[Text shown]:
Dr Chang’s research outputs were published in the top conferences in the field, such as ACM CoNEXT, ACM/USENIX IMC, and USENIX ATC, and in top journal such as the IEEE JSAC. They have a US patent on one of their new measurement methods to be issued soon. They are providing network monitoring services to the local universities by performing around-the-clock network monitoring for the Hong Kong Academic and Research Network (HARNET) and to a Hong Kong government department for monitoring local network infrastructure (due to the NDA, the project details cannot be revealed.)
This research has attracted close to $7 million of funding from three consecutive ITF grants (two tier-3s and one tier-2) and more than $2 million of consultancy fee (from two projects: HARNET and a government department) for the last six years. The HARNET project has been ongoing since 2009, and it has helped the local universities discover and diagnose various kinds of performance problems. Recently Dr Chang also helped monitor the network performance during the recent RAE exercise. Two submitted GRF proposals in this research area were rated fundable. Four PhD students and three MPhil students have been working in this research area. Two PhD students already graduated and two MPhil students continued their PhD studies at U. Penn and Georgia Tech.
Personal identification plays an important and crucial role in security. Unfortunately, the traditional approaches for identity identification cannot meet the requirements for various applications due to their limits. Biometrics technology is concerned with automated authentication by using personal features for high performance, which overcomes the limitations of the conventional methods. So far, there have been extensive studies on different biometrics features with exciting applications such as fingerprint, face and iris. However, it remains a challenging task to develop new and more accurate biometric technologies to meet various needs in practice.

[Problem to work on]:
Write the next part of the research profile above, starting after its final sentence.

[Study material]:
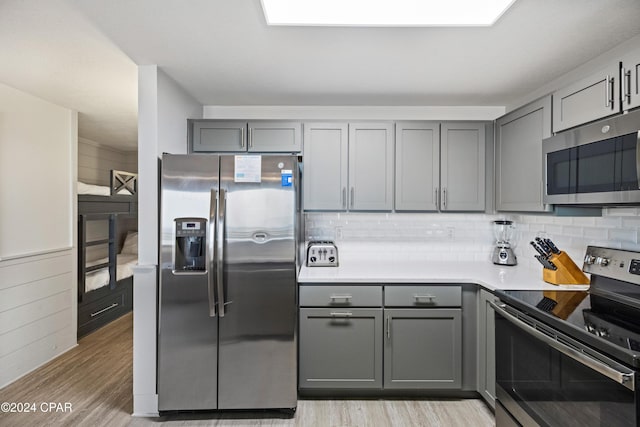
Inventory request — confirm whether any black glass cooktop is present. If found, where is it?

==

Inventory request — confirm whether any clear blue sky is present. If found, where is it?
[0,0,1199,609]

---

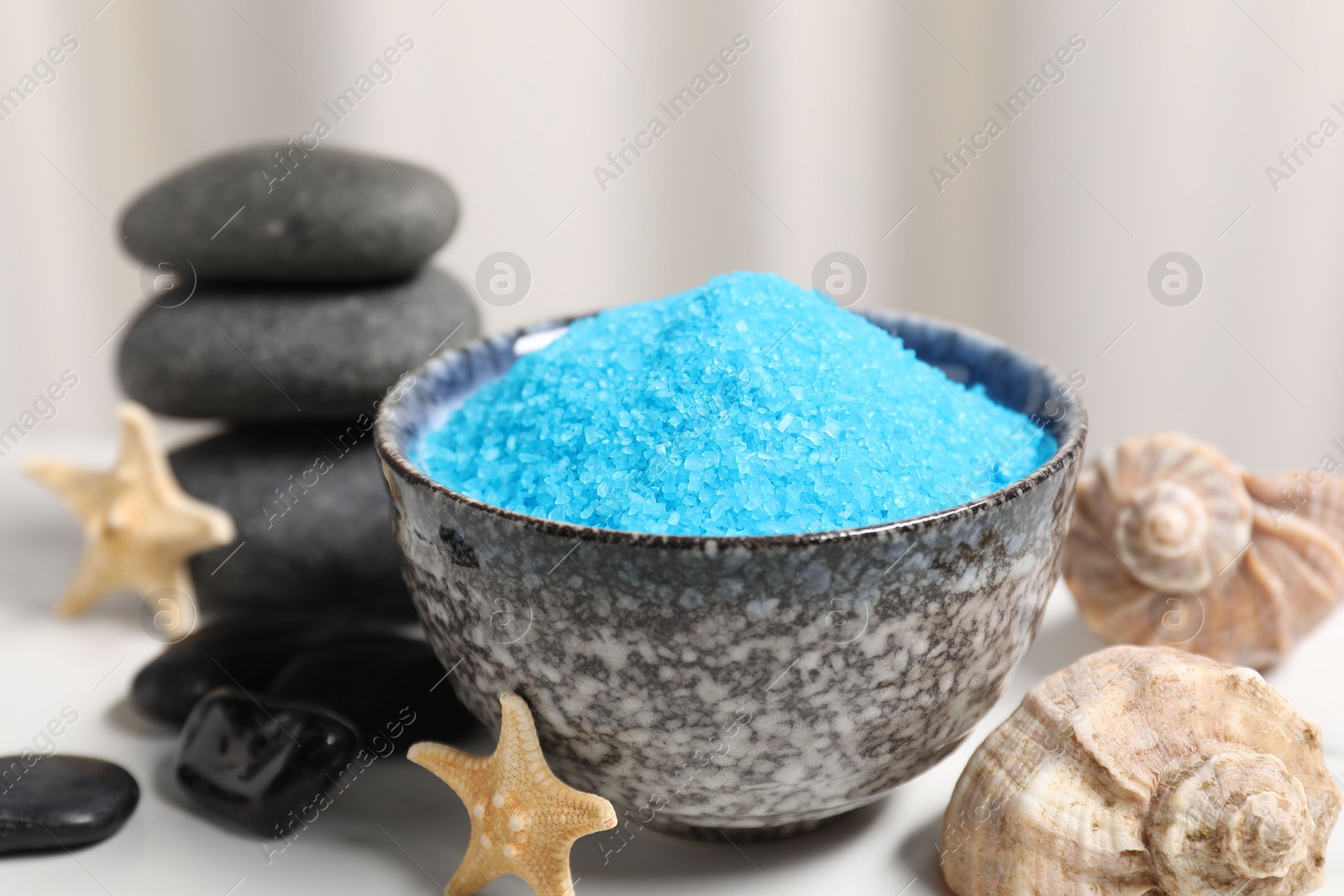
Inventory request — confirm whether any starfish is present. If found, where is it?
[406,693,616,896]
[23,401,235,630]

[The answer]:
Prof. Zhang has been focusing on the research on biometrics computing since 1980’s with impressive research outputs. The research conducted by the team under his leadership found that human palmprint has many unique features (e.g., principal lines, wrinkles, ridges, etc.) which can be used for accurate personal identification. Based on the comprehensive investigation, they developed the world’s first civil palmprint recognition system in 2003, which resulted in the establishment of a new research area of palmprint recognition. As the pioneering researcher in this area, Prof. Zhang has been dedicated to the development of many novel palmprint recognition systems such as multispectral palmprint system, 3D palmprint system, touchless palmprint system etc. Their work was supported by both GRF and ITF grants, as well as PolyU niche area grant.
Prof. Zhang’s palmprint research outputs have received numerous awards including the ‘Special Gold Award and Gold Medal’, High Speed and Low Cost Security System using Palmprint Technology, 14th National Invention Exhibition of China in 2003; the ‘Silver Medal’ for palmprint security system, the 34th International Exhibition of Inventions, New Techniques and Products of Geneva in 2006; the ‘Hong Kong Award for Industry’, High-Performance Palmprint-Based Security System, Machinery and Machine Tool Design Certificate of Merit, HKSAR in 2009. Besides the awards, Prof. Zhang has 10 palmprint related patents registered in China, 2 in Hong Kong and 2 in USA. Prof Zhang served as consultant for the development of ‘E-Channel’ by the HKSAR Immigration Department. In 2014, Prof. Zhang is named to be one of the 19 ‘Highly Cited Researchers 2014’ from Hong Kong universities published by Thomson Reuters. There are only 187 honored scholars in the Engineering category around the world.